## To be done
Resume the text about Microsoft's unreleased Cairo project, continuing after its last sentence.

## Page excerpt
_ _ _

Microsoft Cairo is the codename of an unreleased software project by Microsoft, meant to bring next-generation technologies for Microsoft's NT Based Operating Systems. The project was originally announced at the 1991 PDC (Professional Developers Conference) and later demoed at the 1993 PDC.

Timeline

Target

In a March 1993 internal document later offered as Plaintiff's exhibit in the antitrust case Comes v. Microsoft, Microsoft planned the schedules below for Cairo.[1]

Item Date Note
PDK-1 C4, CY93
Beta (Includes PDK-2) C1, CY94 New betas every quarter
Final Product, Release to Market October 18, 1994

Actual

  • 1992: Jim Allchin details a vision for a new version of Windows, code-named Cairo, which would include a revamped user interface and a new data store, called the Object File System (OFS), for storing document files, spreadsheets, multimedia files and other information. The goal is to enable searching not only by file name, but by file content. Cairo would also include a new directory service. The operating system is expected to debut in 1994.
  • May 1994: Allchin tells the press that Microsoft has reassigned programmers to work on the upcoming Windows 95 desktop operating system, delaying the shipment of Cairo until late 1995.
  • November 1994: Microsoft says Cairo will slip again, this time until "sometime in 1996" then-executive Vice President Mike Maples told Computerworld.
  • August 1995: Microsoft ships Windows 95, which includes the revamped user interface originally slated for Cairo. Microsoft says the first test version of Cairo will debut in late 1996, pushing the release date to 1997.
  • December 1995: Gates launches his "Internet initiative" to make Web technologies a top priority at Microsoft. Work on Cairo is reassessed.

_ _ _

(Dataset excerpt)
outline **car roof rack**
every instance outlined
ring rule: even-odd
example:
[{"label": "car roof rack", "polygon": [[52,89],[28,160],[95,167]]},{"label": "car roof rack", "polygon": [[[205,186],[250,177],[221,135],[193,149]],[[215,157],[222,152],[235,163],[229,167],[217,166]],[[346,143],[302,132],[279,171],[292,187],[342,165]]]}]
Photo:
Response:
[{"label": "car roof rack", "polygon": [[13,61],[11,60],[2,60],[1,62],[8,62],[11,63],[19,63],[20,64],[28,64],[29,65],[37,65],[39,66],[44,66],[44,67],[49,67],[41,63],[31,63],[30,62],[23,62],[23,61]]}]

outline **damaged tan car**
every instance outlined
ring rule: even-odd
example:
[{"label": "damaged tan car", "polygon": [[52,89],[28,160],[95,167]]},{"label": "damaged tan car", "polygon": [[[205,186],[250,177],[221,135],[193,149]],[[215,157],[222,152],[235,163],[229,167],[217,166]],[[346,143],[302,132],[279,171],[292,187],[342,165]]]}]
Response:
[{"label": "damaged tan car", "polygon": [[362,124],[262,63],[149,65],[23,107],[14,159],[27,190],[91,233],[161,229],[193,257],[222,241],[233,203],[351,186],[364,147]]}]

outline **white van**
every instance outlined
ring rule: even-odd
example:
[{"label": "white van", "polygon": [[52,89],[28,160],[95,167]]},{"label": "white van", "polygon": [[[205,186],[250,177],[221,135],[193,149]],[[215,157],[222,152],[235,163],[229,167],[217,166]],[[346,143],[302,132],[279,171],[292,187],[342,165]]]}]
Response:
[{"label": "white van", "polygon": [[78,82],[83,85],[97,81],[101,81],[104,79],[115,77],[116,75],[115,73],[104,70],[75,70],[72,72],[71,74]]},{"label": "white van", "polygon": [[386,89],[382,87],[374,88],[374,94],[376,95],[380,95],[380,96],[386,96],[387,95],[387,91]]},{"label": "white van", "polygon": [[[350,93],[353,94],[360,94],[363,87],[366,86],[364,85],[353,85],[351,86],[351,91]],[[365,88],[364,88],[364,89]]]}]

_ _ _

## Result for this task
  • 1996: Bill Gates says Cairo is a "vision," not a product, leading many to believe the project is running into a roadblock. Gates tells Computerworld: "Cairo is a futuristic system. It's something we're working on."
  • March 1996: Microsoft says work on the OFS for a future release of Windows NT has been abandoned in favor of a file system based on its Exchange Server.
  • August 1996: Gates says some Cairo technologies, including indexing capabilities and a distributed version of Microsoft's Component Object Model software, will be included in Windows NT 4.0, and directory features will be part of NT 5.0. The product jockeying causes Goldman Sachs analyst Rick Sherlund to say: "I think Cairo has lost its definition."
  • 1997: Rumors circulate that the OFS will debut by year's end. Gates tells PC Magazine: "The only thing of (the Cairo) vision that's not in the marketplace is the file system and directory. And so later this year that'll go into beta testing." NT 5.0 enters beta testing, but the file system is never seen.
  • October 1998: Microsoft says it will rename Windows NT 5.0 to be called Windows 2000. The operating system will include Active Directory, technology originally slated for Cairo.
  • February 2000: Windows 2000 debuts after several delays.
  • 2001: Allchin says he has "not given up" on the OFS concept.
  • January 2002: CEO Steve Ballmer says, "We want to evolve our storage system." Allchin says the OFS unified storage concept is again in development and will be a major part of Longhorn, the code name for the next version of Windows.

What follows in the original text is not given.